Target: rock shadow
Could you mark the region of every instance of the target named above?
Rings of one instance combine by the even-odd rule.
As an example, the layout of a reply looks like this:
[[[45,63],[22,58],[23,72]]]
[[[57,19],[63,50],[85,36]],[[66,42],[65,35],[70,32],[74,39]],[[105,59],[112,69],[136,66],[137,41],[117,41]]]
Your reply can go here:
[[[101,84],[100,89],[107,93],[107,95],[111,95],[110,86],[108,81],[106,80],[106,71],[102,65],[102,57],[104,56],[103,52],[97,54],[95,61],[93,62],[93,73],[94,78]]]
──────────────────────────────
Copy every item above line for line, changing nothing.

Target: rock shadow
Could you mark the region of every instance of the target named above?
Rings of one instance combine by the even-odd rule.
As an example, the layout of a reply looks like this:
[[[45,63],[22,58],[23,72]]]
[[[57,19],[63,50],[85,36]],[[66,42],[65,35],[70,32],[74,39]],[[105,59],[112,69],[136,66],[137,41],[117,41]]]
Your reply can go here:
[[[101,84],[100,89],[107,93],[107,95],[111,95],[110,86],[108,81],[106,80],[106,71],[102,65],[102,57],[104,56],[103,52],[97,54],[95,61],[93,62],[93,73],[94,78]]]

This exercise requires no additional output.